▶ **WORK INSTRUCTION**: Retype each line below precisely and omit all images.

[Saved entries]
• • •

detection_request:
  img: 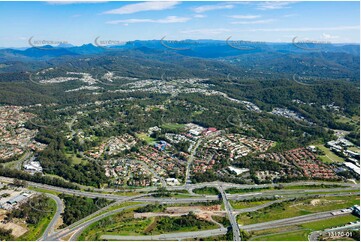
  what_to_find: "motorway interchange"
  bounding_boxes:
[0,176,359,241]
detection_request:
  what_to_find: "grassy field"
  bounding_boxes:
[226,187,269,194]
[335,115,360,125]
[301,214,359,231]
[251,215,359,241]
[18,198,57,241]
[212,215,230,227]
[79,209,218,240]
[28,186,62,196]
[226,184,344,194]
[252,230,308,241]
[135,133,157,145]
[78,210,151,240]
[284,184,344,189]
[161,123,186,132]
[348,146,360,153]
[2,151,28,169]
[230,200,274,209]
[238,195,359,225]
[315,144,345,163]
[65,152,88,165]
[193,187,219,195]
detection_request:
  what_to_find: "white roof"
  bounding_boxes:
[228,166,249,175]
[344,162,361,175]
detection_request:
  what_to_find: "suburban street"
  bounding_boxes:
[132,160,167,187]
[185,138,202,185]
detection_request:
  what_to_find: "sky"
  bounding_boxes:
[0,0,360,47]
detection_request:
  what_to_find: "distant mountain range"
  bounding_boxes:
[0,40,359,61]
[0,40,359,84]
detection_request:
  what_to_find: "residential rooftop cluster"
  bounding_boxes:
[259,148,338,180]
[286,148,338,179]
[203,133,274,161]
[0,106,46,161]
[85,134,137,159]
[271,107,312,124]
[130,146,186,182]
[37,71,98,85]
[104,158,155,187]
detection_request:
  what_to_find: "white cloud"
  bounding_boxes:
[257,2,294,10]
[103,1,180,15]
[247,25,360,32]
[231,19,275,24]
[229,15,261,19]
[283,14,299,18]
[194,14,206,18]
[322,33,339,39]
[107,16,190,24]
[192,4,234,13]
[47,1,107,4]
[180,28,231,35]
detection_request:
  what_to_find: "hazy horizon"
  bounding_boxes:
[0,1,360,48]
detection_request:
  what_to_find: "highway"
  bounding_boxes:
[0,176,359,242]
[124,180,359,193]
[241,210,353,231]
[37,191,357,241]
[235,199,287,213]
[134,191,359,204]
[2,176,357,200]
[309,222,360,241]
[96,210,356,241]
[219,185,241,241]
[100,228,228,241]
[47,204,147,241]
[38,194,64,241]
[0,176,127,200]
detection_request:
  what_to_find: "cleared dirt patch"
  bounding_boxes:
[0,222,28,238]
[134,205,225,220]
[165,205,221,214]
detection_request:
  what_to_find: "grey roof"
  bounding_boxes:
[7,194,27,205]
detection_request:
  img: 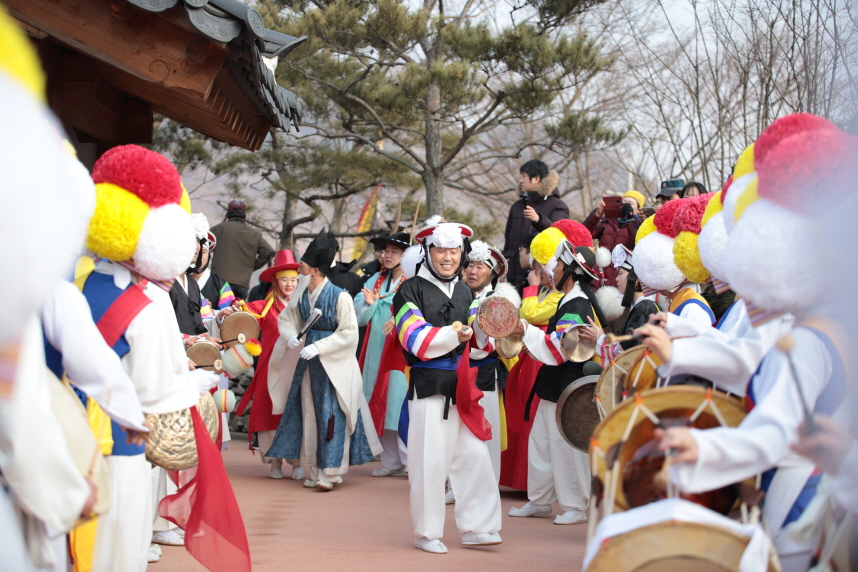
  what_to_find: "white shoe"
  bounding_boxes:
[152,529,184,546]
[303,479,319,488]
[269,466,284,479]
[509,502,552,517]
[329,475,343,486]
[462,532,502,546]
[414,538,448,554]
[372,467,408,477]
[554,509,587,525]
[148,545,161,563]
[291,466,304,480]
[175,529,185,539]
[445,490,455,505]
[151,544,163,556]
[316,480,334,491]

• • •

▶ **THE ANSWER**:
detection_request:
  img: 
  what_to_find: "motorway interchange"
  bounding_boxes:
[0,176,359,241]
detection_request:
  what_to_find: "grassy field"
  bounding_boxes:
[226,187,269,194]
[335,115,360,125]
[301,214,359,231]
[251,215,359,241]
[18,198,57,241]
[212,215,230,227]
[79,209,218,240]
[28,186,62,196]
[226,184,344,194]
[252,230,308,241]
[135,133,157,145]
[78,210,151,240]
[284,184,344,189]
[161,123,186,132]
[348,146,360,153]
[2,151,28,169]
[230,200,274,209]
[238,195,359,225]
[315,144,345,163]
[65,152,88,165]
[193,187,219,195]
detection_request:
  what_to_find: "white roof"
  bounding_boxes:
[228,166,249,175]
[344,162,361,175]
detection_request:
  what_to_find: "suburban street"
  bounding_boxes:
[132,160,167,187]
[185,138,202,185]
detection_request:
  what_to_find: "sky"
  bounding_boxes:
[0,0,360,47]
detection_request:
  what_to_find: "distant mountain range"
  bounding_boxes:
[0,40,359,61]
[0,40,359,84]
detection_request:
  what_to_find: "residential rooftop cluster"
  bounding_boxes:
[259,148,338,180]
[286,148,338,179]
[203,133,274,161]
[0,106,46,161]
[85,134,137,159]
[271,107,312,124]
[130,146,186,182]
[37,71,98,85]
[104,158,155,187]
detection_request:
  what_to_find: "white cloud"
  bounding_boxes:
[257,2,294,10]
[103,1,180,15]
[247,25,360,32]
[231,19,275,24]
[229,15,261,19]
[283,14,299,18]
[194,14,206,18]
[322,33,339,39]
[107,16,190,24]
[192,4,234,13]
[47,1,107,4]
[180,28,231,35]
detection_request:
  what_to_find: "hazy horizon"
  bounding_boxes:
[0,1,360,48]
detection_request:
  what_to_find: "highway"
  bounding_boxes:
[0,176,359,242]
[124,180,359,193]
[241,210,353,231]
[37,191,357,241]
[235,199,287,213]
[134,191,359,204]
[2,176,357,200]
[309,222,360,241]
[96,210,356,241]
[219,185,241,241]
[100,228,228,241]
[47,204,147,241]
[38,194,64,241]
[0,176,127,200]
detection_request:
  what_to_find: "cleared dirt patch"
  bounding_boxes:
[0,222,28,238]
[134,205,225,220]
[165,205,221,214]
detection_request:
  what_to_find: "grey roof"
  bounding_boxes:
[7,194,27,205]
detection_request:
  img: 
  what_to_find: "white shoe"
  bounding_boxes:
[152,529,184,546]
[303,479,319,488]
[269,466,284,479]
[509,502,552,517]
[329,475,343,486]
[462,532,502,546]
[414,538,448,554]
[372,467,408,477]
[554,509,587,525]
[148,545,161,563]
[291,466,304,480]
[175,529,185,539]
[445,490,455,505]
[151,544,163,556]
[316,480,334,491]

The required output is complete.